TASK DESCRIPTION =>
Reproduce the entire passage about Janet and Anne Grahame Johnstone word for word.

TEXT PASSAGE =>
= Janet and Anne Grahame Johnstone =

British twin sisters and illustrator duo

Janet and Anne Grahame Johnstone at work together.

Janet Johnstone (1 June 1928 - 20 January 1979) and Anne Grahame Johnstone (1 June 1928 - 25 May 1998) were English twin sisters and children's book illustrators best known for their delicate, detailed prolific artwork and for illustrating Dodie Smith's classic book The Hundred and One Dalmatians.

==Early life==
The twins were born in Marylebone, London to Royal Navy acting-Captain Edward Grahame Johnstone and portraitist and costume designer Doris Zinkeisen. They attended Heathfield School in Ascot, Berkshire during World War II, their artistic bent nurtured both at home and at school. Later, they attended Saint Martin's School of Art in London, where they studied period clothing styles before moving to Woodbridge, Suffolk in 1966. The twins never married and lived with their mother until Janet's death in 1979 and Doris's death in 1991.

==Becoming popular children's illustrators==
The Johnstone sisters' popularity took off in the early 1950s, when they were noticed by publishers and acquired a growing reputation as talented illustrators. They always worked together, passing drawings back and forth across their studio until both twins were satisfied with the final outcome. Janet specialized in animals and birds. Anne focused on the period costumes that so dominated their work. Because of their symbiotic collaboration, until the death of Janet in 1979, there was never a book illustrated under either one of their names alone.

The first important book the twins worked on was The Hundred and One Dalmatians by Dodie Smith, who was already a very successful playwright and author. In 1956 she invited them to illustrate her first children's book, and it was an immediate success, captivating parents and children alike.

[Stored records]
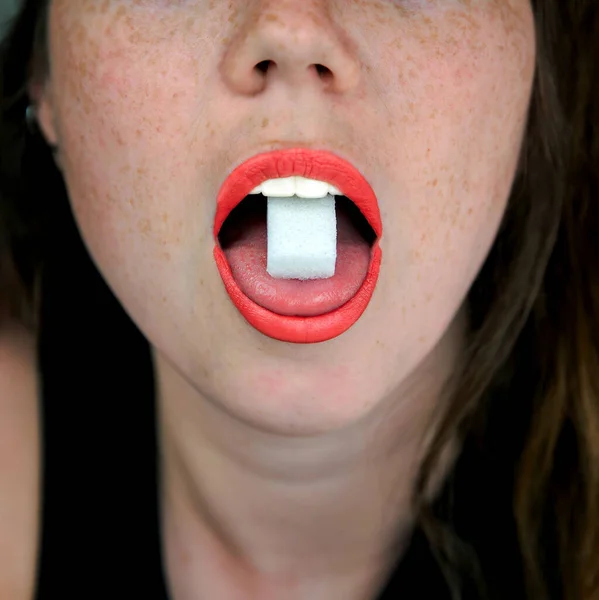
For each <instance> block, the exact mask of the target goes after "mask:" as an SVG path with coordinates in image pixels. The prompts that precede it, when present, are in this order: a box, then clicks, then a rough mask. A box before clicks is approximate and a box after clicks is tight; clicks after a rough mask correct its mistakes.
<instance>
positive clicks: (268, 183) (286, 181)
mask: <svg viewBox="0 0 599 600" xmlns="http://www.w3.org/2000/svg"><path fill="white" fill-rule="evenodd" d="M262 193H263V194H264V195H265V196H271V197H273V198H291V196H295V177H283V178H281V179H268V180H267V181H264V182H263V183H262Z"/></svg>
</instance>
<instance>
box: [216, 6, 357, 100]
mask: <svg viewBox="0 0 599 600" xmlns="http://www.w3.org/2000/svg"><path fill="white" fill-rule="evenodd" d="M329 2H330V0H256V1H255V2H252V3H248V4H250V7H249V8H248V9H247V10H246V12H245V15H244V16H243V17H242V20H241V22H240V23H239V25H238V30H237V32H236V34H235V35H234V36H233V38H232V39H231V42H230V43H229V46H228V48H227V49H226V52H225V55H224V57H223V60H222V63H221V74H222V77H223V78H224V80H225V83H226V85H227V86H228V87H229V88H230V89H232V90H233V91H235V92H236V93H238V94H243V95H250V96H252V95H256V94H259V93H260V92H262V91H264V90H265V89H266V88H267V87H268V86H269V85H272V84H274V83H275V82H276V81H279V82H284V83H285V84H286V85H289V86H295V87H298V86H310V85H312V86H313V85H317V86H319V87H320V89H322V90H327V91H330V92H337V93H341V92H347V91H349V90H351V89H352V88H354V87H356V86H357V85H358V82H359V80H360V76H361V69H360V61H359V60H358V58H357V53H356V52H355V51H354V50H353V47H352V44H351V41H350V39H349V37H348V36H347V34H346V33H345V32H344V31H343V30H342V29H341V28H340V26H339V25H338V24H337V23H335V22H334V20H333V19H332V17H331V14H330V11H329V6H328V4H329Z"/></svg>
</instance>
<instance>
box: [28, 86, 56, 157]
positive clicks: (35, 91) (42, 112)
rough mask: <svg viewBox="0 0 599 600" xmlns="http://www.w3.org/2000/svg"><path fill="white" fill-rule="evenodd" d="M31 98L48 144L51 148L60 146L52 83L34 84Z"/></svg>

EXERCISE RESPONSE =>
= Janet and Anne Grahame Johnstone =

British twin sisters and illustrator duo

Janet and Anne Grahame Johnstone at work together.

Janet Johnstone (1 June 1928 - 20 January 1979) and Anne Grahame Johnstone (1 June 1928 - 25 May 1998) were English twin sisters and children's book illustrators best known for their delicate, detailed prolific artwork and for illustrating Dodie Smith's classic book The Hundred and One Dalmatians.

==Early life==
The twins were born in Marylebone, London to Royal Navy acting-Captain Edward Grahame Johnstone and portraitist and costume designer Doris Zinkeisen. They attended Heathfield School in Ascot, Berkshire during World War II, their artistic bent nurtured both at home and at school. Later, they attended Saint Martin's School of Art in London, where they studied period clothing styles before moving to Woodbridge, Suffolk in 1966. The twins never married and lived with their mother until Janet's death in 1979 and Doris's death in 1991.

==Becoming popular children's illustrators==
The Johnstone sisters' popularity took off in the early 1950s, when they were noticed by publishers and acquired a growing reputation as talented illustrators. They always worked together, passing drawings back and forth across their studio until both twins were satisfied with the final outcome. Janet specialized in animals and birds. Anne focused on the period costumes that so dominated their work. Because of their symbiotic collaboration, until the death of Janet in 1979, there was never a book illustrated under either one of their names alone.

The first important book the twins worked on was The Hundred and One Dalmatians by Dodie Smith, who was already a very successful playwright and author. In 1956 she invited them to illustrate her first children's book, and it was an immediate success, captivating parents and children alike.